*REQUIRED WORK*.
Reproduce each line of the material that follows, word for word.

== RECORDS ==

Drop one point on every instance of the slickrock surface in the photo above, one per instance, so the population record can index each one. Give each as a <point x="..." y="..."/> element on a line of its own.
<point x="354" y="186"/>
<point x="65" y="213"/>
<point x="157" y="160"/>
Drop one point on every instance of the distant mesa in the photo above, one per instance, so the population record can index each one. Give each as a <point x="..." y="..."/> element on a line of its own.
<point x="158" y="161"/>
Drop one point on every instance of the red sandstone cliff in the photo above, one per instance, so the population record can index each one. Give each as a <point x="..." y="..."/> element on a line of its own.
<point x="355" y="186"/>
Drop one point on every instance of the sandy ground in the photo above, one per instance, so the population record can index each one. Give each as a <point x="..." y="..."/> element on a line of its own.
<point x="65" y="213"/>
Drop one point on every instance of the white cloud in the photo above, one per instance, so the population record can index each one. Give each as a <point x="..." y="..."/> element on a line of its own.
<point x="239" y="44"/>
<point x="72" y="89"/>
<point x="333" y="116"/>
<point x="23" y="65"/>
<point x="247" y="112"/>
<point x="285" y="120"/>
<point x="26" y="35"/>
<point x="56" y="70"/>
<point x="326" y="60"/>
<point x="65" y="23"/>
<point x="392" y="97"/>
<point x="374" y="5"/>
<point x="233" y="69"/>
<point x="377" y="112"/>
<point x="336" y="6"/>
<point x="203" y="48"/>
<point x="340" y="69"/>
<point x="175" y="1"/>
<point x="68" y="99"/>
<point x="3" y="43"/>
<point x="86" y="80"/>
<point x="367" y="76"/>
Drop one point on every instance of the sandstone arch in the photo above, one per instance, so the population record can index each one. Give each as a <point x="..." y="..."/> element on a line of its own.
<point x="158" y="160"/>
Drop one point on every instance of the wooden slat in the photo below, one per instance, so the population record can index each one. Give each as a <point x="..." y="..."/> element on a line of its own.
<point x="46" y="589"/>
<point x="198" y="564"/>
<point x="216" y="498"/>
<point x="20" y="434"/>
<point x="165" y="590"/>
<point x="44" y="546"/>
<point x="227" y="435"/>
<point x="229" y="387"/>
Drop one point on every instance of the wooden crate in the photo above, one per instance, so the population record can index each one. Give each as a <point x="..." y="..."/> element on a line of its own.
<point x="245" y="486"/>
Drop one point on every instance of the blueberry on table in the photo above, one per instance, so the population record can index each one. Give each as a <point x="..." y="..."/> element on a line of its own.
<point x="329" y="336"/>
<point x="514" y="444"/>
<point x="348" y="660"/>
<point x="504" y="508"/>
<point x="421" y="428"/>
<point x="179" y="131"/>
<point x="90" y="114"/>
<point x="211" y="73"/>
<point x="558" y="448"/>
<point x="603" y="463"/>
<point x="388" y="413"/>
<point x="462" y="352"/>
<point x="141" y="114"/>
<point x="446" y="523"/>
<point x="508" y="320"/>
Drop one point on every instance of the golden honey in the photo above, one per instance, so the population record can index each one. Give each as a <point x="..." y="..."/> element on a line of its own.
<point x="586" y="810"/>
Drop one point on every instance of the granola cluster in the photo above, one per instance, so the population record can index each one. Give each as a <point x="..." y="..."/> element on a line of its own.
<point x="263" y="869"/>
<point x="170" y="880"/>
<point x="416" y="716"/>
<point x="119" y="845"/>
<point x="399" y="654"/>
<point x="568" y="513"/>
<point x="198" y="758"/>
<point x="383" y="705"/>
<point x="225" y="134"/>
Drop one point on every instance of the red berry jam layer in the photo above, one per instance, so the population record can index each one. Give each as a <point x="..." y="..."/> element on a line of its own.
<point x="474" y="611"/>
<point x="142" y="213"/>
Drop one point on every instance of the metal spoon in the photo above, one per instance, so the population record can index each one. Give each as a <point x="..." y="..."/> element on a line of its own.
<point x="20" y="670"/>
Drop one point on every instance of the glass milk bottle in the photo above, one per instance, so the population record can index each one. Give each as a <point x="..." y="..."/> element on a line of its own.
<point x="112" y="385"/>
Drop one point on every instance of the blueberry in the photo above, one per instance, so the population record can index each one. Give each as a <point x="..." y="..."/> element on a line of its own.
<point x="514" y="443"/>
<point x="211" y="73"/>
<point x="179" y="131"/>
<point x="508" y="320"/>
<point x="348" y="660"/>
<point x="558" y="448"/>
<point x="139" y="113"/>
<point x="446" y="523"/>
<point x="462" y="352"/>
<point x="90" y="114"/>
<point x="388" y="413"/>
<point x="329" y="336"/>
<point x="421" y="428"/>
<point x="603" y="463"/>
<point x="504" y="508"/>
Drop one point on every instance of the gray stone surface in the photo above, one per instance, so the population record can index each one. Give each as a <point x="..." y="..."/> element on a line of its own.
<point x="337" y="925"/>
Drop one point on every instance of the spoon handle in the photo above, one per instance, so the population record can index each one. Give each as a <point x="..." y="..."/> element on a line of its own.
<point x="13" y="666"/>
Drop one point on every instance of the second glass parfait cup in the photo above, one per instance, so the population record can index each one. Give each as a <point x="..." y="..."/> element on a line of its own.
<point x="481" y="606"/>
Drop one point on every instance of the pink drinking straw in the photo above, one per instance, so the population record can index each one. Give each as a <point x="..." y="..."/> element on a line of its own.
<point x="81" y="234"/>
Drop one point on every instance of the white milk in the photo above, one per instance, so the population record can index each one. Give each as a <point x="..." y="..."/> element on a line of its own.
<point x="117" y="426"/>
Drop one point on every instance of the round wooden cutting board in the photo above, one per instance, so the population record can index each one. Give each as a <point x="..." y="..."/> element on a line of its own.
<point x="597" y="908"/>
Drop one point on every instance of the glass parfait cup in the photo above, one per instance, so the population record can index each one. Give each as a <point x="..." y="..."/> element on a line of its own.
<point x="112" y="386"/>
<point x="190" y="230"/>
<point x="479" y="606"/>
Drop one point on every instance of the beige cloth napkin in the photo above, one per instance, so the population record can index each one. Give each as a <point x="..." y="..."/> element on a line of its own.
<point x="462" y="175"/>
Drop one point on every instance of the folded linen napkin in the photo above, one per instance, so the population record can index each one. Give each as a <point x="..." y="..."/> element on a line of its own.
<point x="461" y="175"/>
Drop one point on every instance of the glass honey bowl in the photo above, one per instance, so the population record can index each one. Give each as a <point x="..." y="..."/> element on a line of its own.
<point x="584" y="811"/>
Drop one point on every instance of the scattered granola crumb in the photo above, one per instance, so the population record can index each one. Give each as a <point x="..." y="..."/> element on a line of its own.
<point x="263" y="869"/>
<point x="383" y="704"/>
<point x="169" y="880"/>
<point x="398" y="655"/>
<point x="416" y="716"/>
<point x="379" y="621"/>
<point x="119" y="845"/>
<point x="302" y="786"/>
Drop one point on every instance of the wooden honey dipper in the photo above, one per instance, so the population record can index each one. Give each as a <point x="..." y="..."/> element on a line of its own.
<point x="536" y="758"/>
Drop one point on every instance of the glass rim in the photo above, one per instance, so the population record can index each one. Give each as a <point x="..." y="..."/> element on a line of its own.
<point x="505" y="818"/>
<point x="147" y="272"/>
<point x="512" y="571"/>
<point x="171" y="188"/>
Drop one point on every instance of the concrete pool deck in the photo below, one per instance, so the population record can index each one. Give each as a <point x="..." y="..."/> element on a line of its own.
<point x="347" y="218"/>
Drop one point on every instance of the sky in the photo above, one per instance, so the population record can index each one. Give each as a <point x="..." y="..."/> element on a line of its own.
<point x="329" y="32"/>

===

*ANSWER BOX*.
Drop one point on every instance of the slickrock surface in the photo above, one per instance, so the population record can index each one. Give each as a <point x="..." y="..."/> element on a line of its own.
<point x="354" y="186"/>
<point x="65" y="213"/>
<point x="157" y="160"/>
Drop one point on every instance of the distant mesa in the photo above, one per instance, so the population record can index each one. Give each as a <point x="..." y="..."/> element on a line of its own.
<point x="158" y="161"/>
Drop one point on every instance of the red sandstone cliff in the photo above, one per instance, so the population record can index each one. Give each as a <point x="..." y="..."/> element on a line of its own.
<point x="355" y="186"/>
Drop one point on every instance of the sandy ground in the photo above, one per instance, so the population record can index each one. Give each as a <point x="..." y="..."/> element on a line of its own.
<point x="65" y="213"/>
Drop one point on every instance of the white cloud in the photo above, one per instance, so the population record can index each one. Give each as a <point x="..." y="..."/> element on a line of its own.
<point x="239" y="44"/>
<point x="72" y="89"/>
<point x="333" y="116"/>
<point x="23" y="65"/>
<point x="247" y="112"/>
<point x="285" y="120"/>
<point x="26" y="35"/>
<point x="56" y="70"/>
<point x="326" y="60"/>
<point x="65" y="23"/>
<point x="392" y="97"/>
<point x="374" y="5"/>
<point x="233" y="69"/>
<point x="377" y="112"/>
<point x="336" y="6"/>
<point x="203" y="48"/>
<point x="340" y="69"/>
<point x="175" y="1"/>
<point x="68" y="99"/>
<point x="3" y="43"/>
<point x="86" y="80"/>
<point x="367" y="76"/>
Drop one point on every instance of the sandstone arch in the photo above, one per instance, so the population record can index each one. Give each as a <point x="..." y="..."/> element on a line of its own.
<point x="158" y="160"/>
Drop one point on every instance of the wooden slat in the photo below, one per instance, so the population record can index each one. Give each as a <point x="..." y="..."/> element on a line of its own.
<point x="46" y="589"/>
<point x="198" y="564"/>
<point x="216" y="498"/>
<point x="20" y="434"/>
<point x="165" y="590"/>
<point x="44" y="546"/>
<point x="227" y="435"/>
<point x="229" y="387"/>
Drop one point on every instance of the wooden crate in the photo above, one per instance, so the population record can index each one. Give each as a <point x="..." y="..."/> element on a line of its own.
<point x="245" y="486"/>
Drop one point on every instance of the blueberry on table in the photo above, one per instance, so the population record can index each one. Give each as a <point x="..." y="..."/> element on a line of its own.
<point x="329" y="336"/>
<point x="514" y="444"/>
<point x="348" y="660"/>
<point x="504" y="508"/>
<point x="421" y="428"/>
<point x="179" y="131"/>
<point x="90" y="114"/>
<point x="211" y="73"/>
<point x="558" y="448"/>
<point x="603" y="463"/>
<point x="388" y="413"/>
<point x="462" y="352"/>
<point x="141" y="114"/>
<point x="446" y="523"/>
<point x="508" y="320"/>
Drop one point on every instance of the golden honey in the photo above, one per instance, so the population record can index each one. Give each as a <point x="..." y="..."/> element on a line of its own.
<point x="586" y="810"/>
Drop one point on every instance of the granola cluster in the photo above, one per instance, so the population record can index each one. Give each as a <point x="..." y="..."/> element on a line of its own.
<point x="263" y="869"/>
<point x="170" y="880"/>
<point x="416" y="716"/>
<point x="119" y="845"/>
<point x="399" y="654"/>
<point x="568" y="513"/>
<point x="198" y="758"/>
<point x="383" y="705"/>
<point x="225" y="134"/>
Drop one point on every instance of the red berry jam layer in the photo above, one per instance, so the population record can index each one. Give each as a <point x="..." y="..."/> element on a line of its own.
<point x="474" y="611"/>
<point x="142" y="213"/>
Drop one point on every instance of the metal spoon in the photo above, one per instance, so the population record can index each one. Give each as a <point x="..." y="..."/> element on a line of its own.
<point x="20" y="670"/>
Drop one point on every instance of the glass milk bottle in the photo above, one per instance, so the population record can index each one. Give each as a <point x="..." y="..."/> element on a line of its own.
<point x="112" y="385"/>
Drop one point on every instance of the blueberry in the photo above, one per instance, so the population record can index each one. Give each as a <point x="..." y="..."/> element on a line of its own.
<point x="514" y="443"/>
<point x="211" y="73"/>
<point x="179" y="131"/>
<point x="508" y="320"/>
<point x="348" y="660"/>
<point x="558" y="448"/>
<point x="139" y="113"/>
<point x="446" y="523"/>
<point x="462" y="352"/>
<point x="90" y="114"/>
<point x="388" y="413"/>
<point x="329" y="336"/>
<point x="421" y="428"/>
<point x="603" y="463"/>
<point x="504" y="508"/>
Drop one point on every instance of the gray stone surface in the photo above, one per instance, so the population record can index each one. Give each as a <point x="..." y="..."/> element on a line of its own.
<point x="337" y="925"/>
Drop one point on every instance of the spoon handle in the photo above, one per instance, so the population record can index each one. Give each as a <point x="..." y="..."/> element on a line of its own.
<point x="13" y="666"/>
Drop one point on every instance of the second glass parfait cup in the photo above, one per instance, so the population record can index each one. Give each as a <point x="..." y="..."/> element on a line of its own.
<point x="481" y="606"/>
Drop one point on every instance of the pink drinking straw in the photo above, one per instance, so the population record can index each one. Give each as a <point x="..." y="..."/> element on a line of its own.
<point x="81" y="234"/>
Drop one point on every instance of the white milk in the photo above, one per instance, so the population record can index each one. Give each as a <point x="..." y="..."/> element on a line of its own.
<point x="117" y="426"/>
Drop one point on every instance of the round wooden cutting board in the photo above, one per instance, so the population record can index each one. Give each as a <point x="..." y="..."/> element on a line of its own.
<point x="597" y="908"/>
Drop one point on every instance of the glass parfait cup in the photo above, one per instance, so the population record can index each one. Give each as a <point x="..." y="..."/> element on a line of its own.
<point x="112" y="386"/>
<point x="190" y="230"/>
<point x="479" y="606"/>
Drop one point on every instance of the beige cloth napkin in the photo above, one per instance, so the population record can index each one. Give each as a <point x="..." y="..."/> element on a line of its own.
<point x="462" y="175"/>
Drop one point on every instance of the folded linen napkin in the photo above, one per instance, so the population record can index each one. Give each as a <point x="..." y="..."/> element on a line of its own.
<point x="461" y="175"/>
Drop one point on every instance of the glass honey bowl in the photo above, one per instance, so the population record can index each one. Give each as a <point x="..." y="..."/> element on a line of its own.
<point x="584" y="811"/>
Drop one point on every instance of the scattered granola crumb in the photo above, one per instance, so the population record can index each one. Give each as a <point x="..." y="..."/> element on a line of its own.
<point x="263" y="869"/>
<point x="383" y="704"/>
<point x="169" y="880"/>
<point x="398" y="655"/>
<point x="416" y="716"/>
<point x="379" y="621"/>
<point x="119" y="845"/>
<point x="302" y="786"/>
Drop one point on every instance of the wooden honey dipper in the photo above, one per instance, so the population record can index each one. Give each as a <point x="..." y="..."/> element on a line of its own.
<point x="536" y="758"/>
Drop one point on every instance of the glass rim in the photo above, one per instance, so the population record can index each one. Give each as a <point x="..." y="..."/> element on a line of its own.
<point x="505" y="818"/>
<point x="147" y="272"/>
<point x="512" y="571"/>
<point x="171" y="188"/>
Drop one point on every instance of the concrete pool deck in the photo below, one per instance, so the population record can index each one. Give each as a <point x="..." y="..."/> element on a line of its own.
<point x="347" y="218"/>
Drop one point on every instance of the sky in the photo above, one per instance, so the population record can index each one. Give each as a <point x="..." y="..."/> element on a line of its own.
<point x="329" y="32"/>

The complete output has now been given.